TESTO FORNITO:
────────────────────────────────────────

La bacchetta di un direttore d’orchestra è appesa a un albero. Oscilla nel vento a dirigere i rumori di ciò che la circonda: il traffico, le voci dei passanti, lo stormire delle fronde. All’esterno,
Conductor di
Kris Martin introduce alla mostra dello Spazio Oberdan, arrivata dall’ultima edizione del Festival di poesia di Watou, per cui è stata ideata, portandone traccia nelle poesie che l’accompagnano.
Il cambiamento di sede ha influenzato la fisionomia di un’esposizione pensata per spazi più ampi, sacrificando parte delle opere lì esposte, ma soprattutto compromettendo la godibilità di quelle presentate e, in parte, l’idea stessa che sottostà alla mostra. Se è vero che rumore e silenzio si coappartengono come facce di una stessa medaglia, allo stesso modo non possono coesistere che alternandosi, creando un ritmo di suoni e pause che devono essere percepibili. Purtroppo, la scelta di riunire in un’unica stanza otto video eterogenei ha fatto sì che le opere si contaminassero, rendendo faticosa o addirittura impossibile la piena fruizione dei momenti e degli intervalli sonori che le costituiscono.
La mostra non segue un criterio filologico, ma sviluppa alcune suggestioni, rendendo un doveroso omaggio a due momenti artistici. Innanzitutto al Futurismo, con un pianoforte rivisitato secondo le istruzioni di
Filippo Tommaso Marinetti e l’immancabile
Luigi Russolo con il
Risveglio di una città. All’artista friulano e al suo manifesto
L’arte dei rumori sembrano collegarsi anche i tre video dedicati al mondo silenzioso della natura e degli animali, opposto a quello rumorosissimo della modernità.

────────────────────────────────────────

ESTRATTO DEI RECORD:
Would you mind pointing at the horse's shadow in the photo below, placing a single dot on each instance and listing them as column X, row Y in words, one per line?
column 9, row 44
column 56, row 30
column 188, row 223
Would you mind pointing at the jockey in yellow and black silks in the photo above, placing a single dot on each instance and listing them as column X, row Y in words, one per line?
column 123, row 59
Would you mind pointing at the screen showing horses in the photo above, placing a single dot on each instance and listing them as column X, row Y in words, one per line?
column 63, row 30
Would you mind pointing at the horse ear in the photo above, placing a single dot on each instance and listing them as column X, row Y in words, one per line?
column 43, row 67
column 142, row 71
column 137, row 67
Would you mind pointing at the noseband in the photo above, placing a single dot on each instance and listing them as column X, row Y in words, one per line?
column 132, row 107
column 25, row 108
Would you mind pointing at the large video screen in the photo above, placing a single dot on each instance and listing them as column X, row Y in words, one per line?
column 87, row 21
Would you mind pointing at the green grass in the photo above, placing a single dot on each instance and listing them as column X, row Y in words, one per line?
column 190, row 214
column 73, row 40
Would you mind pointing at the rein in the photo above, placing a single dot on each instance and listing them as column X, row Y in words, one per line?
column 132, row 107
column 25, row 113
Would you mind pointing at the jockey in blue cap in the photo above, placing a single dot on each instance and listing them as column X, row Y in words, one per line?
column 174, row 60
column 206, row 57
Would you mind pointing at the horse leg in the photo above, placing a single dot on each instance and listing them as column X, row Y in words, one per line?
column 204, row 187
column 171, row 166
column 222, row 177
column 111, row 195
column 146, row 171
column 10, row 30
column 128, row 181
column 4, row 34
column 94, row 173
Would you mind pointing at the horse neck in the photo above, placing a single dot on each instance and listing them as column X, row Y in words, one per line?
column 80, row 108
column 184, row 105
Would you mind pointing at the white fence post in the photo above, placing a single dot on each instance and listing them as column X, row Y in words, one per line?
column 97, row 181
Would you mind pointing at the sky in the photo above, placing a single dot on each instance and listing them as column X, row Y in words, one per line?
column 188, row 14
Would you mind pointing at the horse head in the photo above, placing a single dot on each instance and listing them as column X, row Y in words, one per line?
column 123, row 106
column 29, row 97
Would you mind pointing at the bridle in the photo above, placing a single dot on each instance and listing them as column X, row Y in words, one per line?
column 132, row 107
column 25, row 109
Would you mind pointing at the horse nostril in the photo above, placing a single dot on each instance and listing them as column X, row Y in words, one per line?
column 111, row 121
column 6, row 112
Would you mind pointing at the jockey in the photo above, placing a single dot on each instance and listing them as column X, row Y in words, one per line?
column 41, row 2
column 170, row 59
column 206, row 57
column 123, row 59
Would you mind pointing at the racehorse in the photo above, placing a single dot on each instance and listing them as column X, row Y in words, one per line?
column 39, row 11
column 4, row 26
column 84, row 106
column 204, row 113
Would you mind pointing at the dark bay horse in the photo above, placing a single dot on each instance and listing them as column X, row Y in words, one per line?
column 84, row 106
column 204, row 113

────────────────────────────────────────

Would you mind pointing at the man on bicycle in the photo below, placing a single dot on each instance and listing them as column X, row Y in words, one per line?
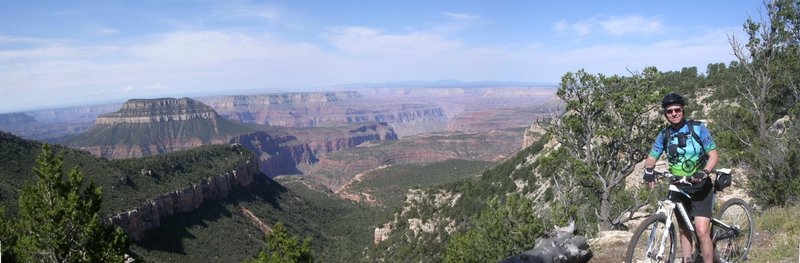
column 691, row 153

────────────────────────────────────────

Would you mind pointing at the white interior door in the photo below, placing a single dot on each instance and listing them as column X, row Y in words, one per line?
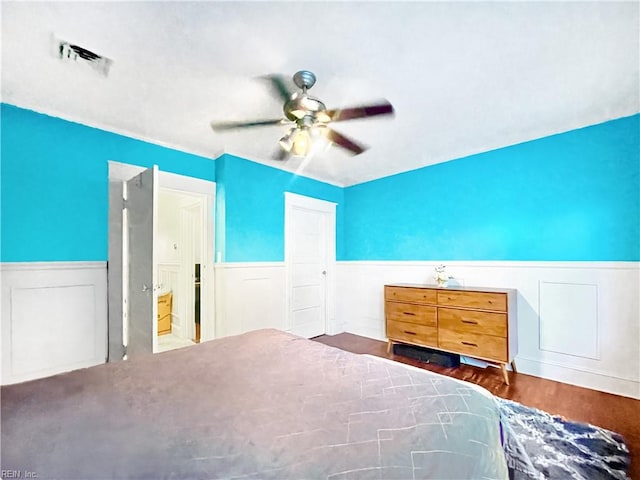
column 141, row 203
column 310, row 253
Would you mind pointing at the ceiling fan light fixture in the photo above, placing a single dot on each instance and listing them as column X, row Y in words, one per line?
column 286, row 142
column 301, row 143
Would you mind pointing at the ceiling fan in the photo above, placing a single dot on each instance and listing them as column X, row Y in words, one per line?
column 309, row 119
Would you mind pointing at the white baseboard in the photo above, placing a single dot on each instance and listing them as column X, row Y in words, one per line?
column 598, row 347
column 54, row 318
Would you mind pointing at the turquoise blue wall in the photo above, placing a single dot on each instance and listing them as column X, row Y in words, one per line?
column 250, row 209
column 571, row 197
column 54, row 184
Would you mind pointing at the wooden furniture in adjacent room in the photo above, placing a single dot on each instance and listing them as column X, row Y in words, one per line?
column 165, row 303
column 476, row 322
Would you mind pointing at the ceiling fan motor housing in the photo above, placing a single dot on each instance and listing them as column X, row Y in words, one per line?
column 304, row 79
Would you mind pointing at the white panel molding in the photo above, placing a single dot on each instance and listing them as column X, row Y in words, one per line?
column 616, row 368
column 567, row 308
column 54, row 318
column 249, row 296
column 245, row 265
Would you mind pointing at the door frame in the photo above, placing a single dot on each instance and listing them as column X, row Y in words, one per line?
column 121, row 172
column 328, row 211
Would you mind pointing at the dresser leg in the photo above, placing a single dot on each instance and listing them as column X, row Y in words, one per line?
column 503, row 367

────────────────────────────────────────

COMPITO A:
Rispondi a queste domande sul testo che parla della mostra allo Spazio Oberdan:
(i) Da quale festival arriva la mostra?
(ii) Quanti video sono stati riuniti in un'unica stanza?
(iii) A quale movimento artistico la mostra rende omaggio innanzitutto?
COMPITO B: Prosegui il testo sulla mostra allo Spazio Oberdan, partendo dopo la sua ultima frase.

RISPOSTA A:
(i) Dall'ultima edizione del Festival di poesia di Watou.
(ii) Otto.
(iii) Al Futurismo.

RISPOSTA B:
A Fluxus il secondo omaggio, silenzioso come i tre pianoforti rielaborati e restituiti dalla dimensione di strumenti musicali a quella di oggetti scultorei. Il più eloquente è quello di
John Cage, rovesciato su una pila di tessuti con il titolo
Please Play, invito allo spettatore con riferimento alla celeberrima composizione
4’ 33’’.
Nel gioco delle suggestioni che struttura la mostra vengono articolati gruppi di opere che si rimandano come versioni mute o sonore di uno stesso motivo. Come il sorriso silenzioso dei cento re di
Diego Perrone e la fragorosa risata in omaggio a
Gino De Dominicis di
Lara Favaretto. O il linguaggio dei segni con cui
Jordan Wolfson traduce il finale del
Grande Dittatore e la commovente videoinstallazione di
Melik Ohanian, che fa parlare le mani di alcuni disoccupati armeni. Oppure, ancora, l’acqua scrosciante sulle parole a china di
Marcel Broodthaers, poi silente e immobile nelle boccette di
Joko Ono, ideale preludio al silenzio tombale e definitivo dell’ora blu di
Jan Fabre.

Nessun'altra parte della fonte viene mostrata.